Task requirements:
1 – Decide whether each statement, (a) through (c), agrees with the passage on Damon's surgery. Answer yes or no, and quote the words from the passage that settle it.
(a) The nurse practitioner called after the family had already arrived at the hospital.
(b) The surgeon removed Damon's appendix.
(c) The worst case scenario the nurse practitioner described was Down's syndrome.
2 – Use the passage on Damon's surgery to answer each question, one per line.
(a) Who called the morning of the surgery to get consent?
(b) What procedure did the surgeon perform where the duodenum was blocked?
(c) What additional condition did the surgeon find in Damon?

Provided passage:
Damon’s surgery and recovery could have been so much worse. As I mentioned in a previous post, he could have had Down’s syndrome and/or heart disease. The morning of the surgery we received a call from a nurse practitioner getting our consent to do surgery. We had not arrived yet at the hospital (we didn’t know for sure what time surgery would be until she called us).  All along we thought Damon had duodenal atresia and it would be a pretty easy fix. The NP told us that after doing several tests over the weekend, they still were unsure of his condition and the extent of it. She went over possible problems from the best case scenario (duodenal atresia) to the worst case scenario (possible dead bowel where he would need a bowel transplant).  Again, Brett and I got off the phone and stared at each other speechless. We were still going into the unknown. And all we could do is trust God. Trust that He is good regardless of the outcome. Trust that He is faithful.


Fortunately, it was duodenal atresia. The surgeon did a bowel bypass where the part in his duodenum was blocked.  The surgeon also found that Damon had a condition called, Meckel’s diverticulum. Apparently, this mass of tissue could cause havoc later in life and starts acting like a second stomach. The surgeon removed it, had to reposition Damon’s bowels, and also took out his appendix.

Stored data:
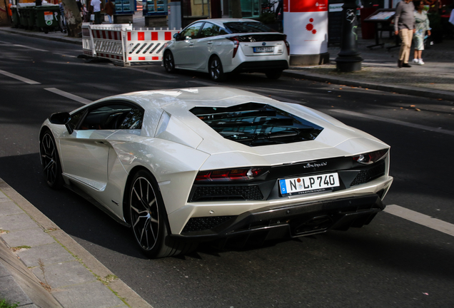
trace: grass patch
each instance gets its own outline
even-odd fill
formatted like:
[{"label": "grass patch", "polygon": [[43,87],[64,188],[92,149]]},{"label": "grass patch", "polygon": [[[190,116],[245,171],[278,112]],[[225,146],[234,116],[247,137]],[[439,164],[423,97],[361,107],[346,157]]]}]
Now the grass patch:
[{"label": "grass patch", "polygon": [[0,308],[16,308],[19,306],[19,302],[15,304],[10,304],[6,302],[6,299],[1,299],[0,301]]}]

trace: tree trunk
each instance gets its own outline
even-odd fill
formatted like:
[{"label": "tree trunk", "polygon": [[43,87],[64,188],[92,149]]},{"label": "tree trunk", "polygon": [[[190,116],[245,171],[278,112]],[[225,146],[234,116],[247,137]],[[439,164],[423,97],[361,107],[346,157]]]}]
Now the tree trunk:
[{"label": "tree trunk", "polygon": [[81,17],[76,0],[62,0],[61,1],[65,10],[68,36],[80,37],[82,32],[82,17]]},{"label": "tree trunk", "polygon": [[241,0],[230,0],[230,6],[232,9],[232,18],[243,18]]}]

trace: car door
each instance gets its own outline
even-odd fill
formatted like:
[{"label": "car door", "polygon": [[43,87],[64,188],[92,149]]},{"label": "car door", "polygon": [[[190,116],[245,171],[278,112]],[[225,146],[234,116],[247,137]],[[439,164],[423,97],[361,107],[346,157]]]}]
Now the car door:
[{"label": "car door", "polygon": [[[104,190],[108,182],[111,145],[106,139],[117,130],[120,117],[131,107],[121,103],[101,103],[82,110],[74,118],[74,130],[60,138],[64,175],[87,188]],[[70,123],[70,125],[71,123]]]},{"label": "car door", "polygon": [[173,48],[171,47],[176,66],[187,68],[196,67],[196,56],[193,47],[203,25],[203,22],[193,24],[180,33],[180,38],[175,41]]},{"label": "car door", "polygon": [[210,56],[213,53],[220,35],[227,32],[219,26],[206,22],[199,31],[198,37],[193,40],[193,51],[195,57],[194,68],[203,70],[208,66]]}]

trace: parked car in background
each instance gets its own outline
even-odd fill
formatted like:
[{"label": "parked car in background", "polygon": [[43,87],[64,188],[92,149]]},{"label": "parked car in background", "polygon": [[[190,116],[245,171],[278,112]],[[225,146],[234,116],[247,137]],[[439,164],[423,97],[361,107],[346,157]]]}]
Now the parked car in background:
[{"label": "parked car in background", "polygon": [[288,68],[286,35],[250,19],[214,19],[192,23],[167,42],[163,66],[208,73],[222,81],[228,73],[263,72],[277,79]]}]

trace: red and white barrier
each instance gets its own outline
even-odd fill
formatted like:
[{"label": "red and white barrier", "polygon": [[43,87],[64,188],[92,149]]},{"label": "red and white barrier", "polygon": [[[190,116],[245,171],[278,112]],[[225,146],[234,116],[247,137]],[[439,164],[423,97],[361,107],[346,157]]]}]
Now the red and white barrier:
[{"label": "red and white barrier", "polygon": [[133,30],[126,31],[126,62],[150,62],[162,60],[166,42],[179,30]]},{"label": "red and white barrier", "polygon": [[128,24],[82,24],[84,54],[131,65],[162,61],[166,42],[179,30],[136,30]]}]

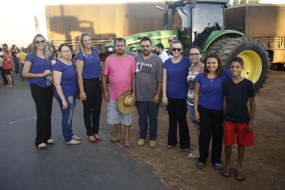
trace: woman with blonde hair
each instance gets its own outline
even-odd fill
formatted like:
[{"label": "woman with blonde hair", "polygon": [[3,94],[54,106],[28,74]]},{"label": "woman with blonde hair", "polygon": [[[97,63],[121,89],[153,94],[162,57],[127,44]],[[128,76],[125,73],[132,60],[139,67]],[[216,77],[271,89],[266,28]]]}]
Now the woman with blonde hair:
[{"label": "woman with blonde hair", "polygon": [[102,93],[99,52],[93,47],[91,36],[86,32],[80,35],[79,46],[75,60],[84,123],[88,140],[96,143],[102,140],[98,134]]},{"label": "woman with blonde hair", "polygon": [[[31,53],[26,56],[23,76],[29,78],[29,85],[37,110],[37,137],[35,144],[39,149],[47,148],[46,143],[54,143],[50,139],[50,117],[53,98],[53,86],[47,82],[46,76],[51,74],[51,60],[44,36],[35,36]],[[49,80],[52,80],[50,76]]]}]

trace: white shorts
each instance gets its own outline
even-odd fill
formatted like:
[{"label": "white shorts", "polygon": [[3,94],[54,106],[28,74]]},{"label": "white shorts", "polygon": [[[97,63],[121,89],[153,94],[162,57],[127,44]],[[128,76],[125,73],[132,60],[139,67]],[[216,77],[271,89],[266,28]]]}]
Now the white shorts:
[{"label": "white shorts", "polygon": [[107,123],[115,125],[121,122],[124,125],[130,125],[132,124],[132,113],[126,115],[121,113],[118,109],[117,101],[117,100],[109,100]]}]

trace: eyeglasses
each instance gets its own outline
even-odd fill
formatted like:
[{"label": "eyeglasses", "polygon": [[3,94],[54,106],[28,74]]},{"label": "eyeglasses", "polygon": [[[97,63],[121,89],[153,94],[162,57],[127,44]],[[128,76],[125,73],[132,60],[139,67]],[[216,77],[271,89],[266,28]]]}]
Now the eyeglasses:
[{"label": "eyeglasses", "polygon": [[141,48],[148,48],[151,47],[150,45],[141,45],[140,46],[140,47]]},{"label": "eyeglasses", "polygon": [[194,56],[195,57],[198,57],[201,54],[201,53],[190,53],[189,54],[189,57],[193,57],[193,56]]},{"label": "eyeglasses", "polygon": [[40,42],[42,44],[45,42],[45,40],[36,40],[34,42],[35,44],[38,44]]},{"label": "eyeglasses", "polygon": [[176,50],[178,52],[180,52],[182,50],[182,48],[171,48],[171,50],[172,50],[172,51],[176,51]]}]

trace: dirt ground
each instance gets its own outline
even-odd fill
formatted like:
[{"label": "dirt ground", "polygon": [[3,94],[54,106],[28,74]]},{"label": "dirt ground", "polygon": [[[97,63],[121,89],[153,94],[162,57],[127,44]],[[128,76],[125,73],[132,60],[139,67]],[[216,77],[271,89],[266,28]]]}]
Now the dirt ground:
[{"label": "dirt ground", "polygon": [[[222,176],[220,171],[214,169],[210,161],[210,151],[208,162],[202,170],[196,167],[197,159],[186,157],[196,150],[197,145],[195,128],[188,115],[191,146],[188,152],[181,151],[179,142],[178,145],[166,149],[168,116],[167,111],[161,107],[156,148],[150,148],[148,140],[142,147],[137,145],[139,130],[136,109],[132,113],[132,147],[124,148],[124,140],[118,144],[139,160],[151,165],[154,174],[171,189],[284,189],[285,72],[273,71],[269,77],[267,84],[260,92],[257,93],[255,99],[254,130],[256,144],[246,148],[243,164],[246,178],[245,181],[238,181],[234,174],[237,162],[236,144],[233,146],[232,170],[228,178]],[[106,120],[107,105],[107,102],[103,100],[101,115]],[[123,135],[124,140],[124,133]],[[222,167],[225,164],[224,150],[223,147]]]}]

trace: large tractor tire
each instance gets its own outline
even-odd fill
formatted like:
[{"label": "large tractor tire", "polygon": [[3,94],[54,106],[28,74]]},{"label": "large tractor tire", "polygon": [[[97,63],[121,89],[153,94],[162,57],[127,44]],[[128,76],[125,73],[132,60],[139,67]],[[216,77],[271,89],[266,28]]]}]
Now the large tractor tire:
[{"label": "large tractor tire", "polygon": [[260,88],[263,88],[270,72],[270,58],[266,48],[259,41],[244,37],[226,38],[213,44],[206,54],[212,51],[220,55],[225,69],[229,69],[232,58],[236,56],[242,58],[245,67],[242,76],[253,83],[256,91],[259,92]]}]

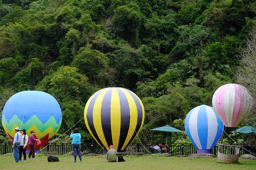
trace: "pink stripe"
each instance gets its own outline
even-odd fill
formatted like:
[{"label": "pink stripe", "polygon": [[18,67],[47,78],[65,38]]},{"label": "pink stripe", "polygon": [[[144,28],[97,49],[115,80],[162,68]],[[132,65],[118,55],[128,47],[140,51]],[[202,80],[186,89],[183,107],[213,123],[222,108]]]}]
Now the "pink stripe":
[{"label": "pink stripe", "polygon": [[241,117],[241,116],[244,107],[244,92],[243,87],[236,84],[235,84],[235,105],[232,119],[232,127],[235,127],[239,120],[243,117]]},{"label": "pink stripe", "polygon": [[215,99],[215,104],[217,111],[221,118],[223,123],[227,127],[228,126],[228,122],[225,115],[225,113],[224,112],[224,102],[225,91],[228,85],[229,84],[228,84],[220,87],[217,90],[218,91]]}]

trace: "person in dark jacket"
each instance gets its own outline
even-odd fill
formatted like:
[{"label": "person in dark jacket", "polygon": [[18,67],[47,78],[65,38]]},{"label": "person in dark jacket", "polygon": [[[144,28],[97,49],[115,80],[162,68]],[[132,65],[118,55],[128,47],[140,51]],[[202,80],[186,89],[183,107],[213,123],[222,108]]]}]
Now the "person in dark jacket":
[{"label": "person in dark jacket", "polygon": [[109,150],[108,151],[108,153],[106,156],[106,159],[108,162],[116,162],[116,154],[117,152],[114,149],[113,145],[109,146]]}]

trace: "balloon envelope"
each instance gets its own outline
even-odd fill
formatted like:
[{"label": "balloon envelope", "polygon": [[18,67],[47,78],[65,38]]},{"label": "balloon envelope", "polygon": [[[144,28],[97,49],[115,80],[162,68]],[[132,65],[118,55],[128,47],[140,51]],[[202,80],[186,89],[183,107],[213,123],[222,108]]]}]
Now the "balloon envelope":
[{"label": "balloon envelope", "polygon": [[212,102],[215,113],[225,126],[236,127],[248,114],[252,100],[245,87],[227,84],[215,92]]},{"label": "balloon envelope", "polygon": [[221,136],[224,127],[213,108],[205,105],[191,110],[185,120],[185,129],[188,136],[199,150],[212,149]]},{"label": "balloon envelope", "polygon": [[[24,91],[12,96],[4,108],[2,123],[13,142],[16,127],[26,129],[29,137],[35,130],[36,138],[41,144],[35,145],[38,150],[44,146],[59,130],[62,114],[56,100],[47,93],[38,91]],[[27,150],[29,150],[28,145]]]},{"label": "balloon envelope", "polygon": [[140,100],[127,89],[106,88],[95,93],[84,109],[84,121],[92,136],[103,149],[110,145],[126,149],[139,132],[144,121]]}]

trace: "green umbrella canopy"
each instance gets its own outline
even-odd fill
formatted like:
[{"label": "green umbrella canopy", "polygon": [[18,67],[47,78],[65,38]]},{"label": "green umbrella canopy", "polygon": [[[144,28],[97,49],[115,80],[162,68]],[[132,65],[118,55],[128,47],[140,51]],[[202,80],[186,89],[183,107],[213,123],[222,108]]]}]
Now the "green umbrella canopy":
[{"label": "green umbrella canopy", "polygon": [[[236,129],[236,132],[241,133],[256,133],[256,129],[250,126],[245,126],[241,128]],[[230,133],[235,133],[235,131],[230,132]]]},{"label": "green umbrella canopy", "polygon": [[166,143],[167,143],[167,137],[168,136],[168,132],[184,132],[183,131],[177,129],[173,128],[170,126],[167,125],[162,127],[159,127],[156,128],[150,129],[150,130],[157,130],[158,131],[164,131],[167,132],[167,135],[166,136]]},{"label": "green umbrella canopy", "polygon": [[172,126],[167,125],[166,126],[156,128],[150,129],[150,130],[158,130],[158,131],[164,131],[165,132],[184,132],[178,129],[173,128]]},{"label": "green umbrella canopy", "polygon": [[[250,144],[250,146],[251,146],[251,133],[256,133],[256,129],[255,129],[253,127],[250,126],[245,126],[244,127],[242,127],[241,128],[237,129],[236,132],[242,133],[249,133],[249,144]],[[230,132],[230,133],[235,133],[235,130]]]}]

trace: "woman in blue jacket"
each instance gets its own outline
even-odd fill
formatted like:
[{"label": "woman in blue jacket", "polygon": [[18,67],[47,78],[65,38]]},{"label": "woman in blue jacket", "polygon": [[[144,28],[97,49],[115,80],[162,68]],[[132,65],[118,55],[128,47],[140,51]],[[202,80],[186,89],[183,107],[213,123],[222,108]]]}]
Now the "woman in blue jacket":
[{"label": "woman in blue jacket", "polygon": [[74,162],[76,163],[76,152],[78,154],[79,158],[80,159],[80,162],[82,162],[82,158],[81,157],[81,154],[80,153],[80,144],[81,144],[81,134],[79,133],[79,131],[77,128],[74,129],[74,132],[73,131],[70,135],[70,138],[73,139],[72,140],[72,147],[73,148],[73,151],[74,151],[74,158],[75,161]]}]

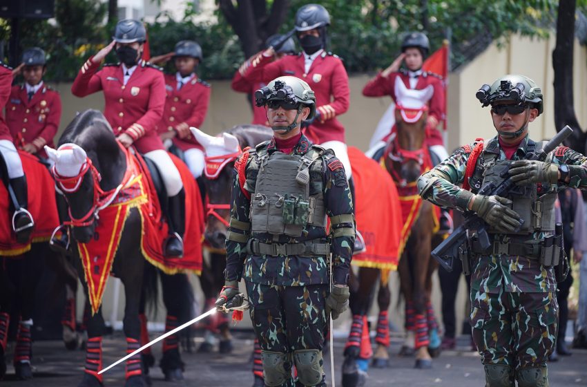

Answers below:
1 –
(a) No: "We had not arrived yet at the hospital"
(b) Yes: "also took out his appendix"
(c) No: "the worst case scenario (possible dead bowel where he would need a bowel transplant)"

2 –
(a) A nurse practitioner
(b) A bowel bypass
(c) Meckel's diverticulum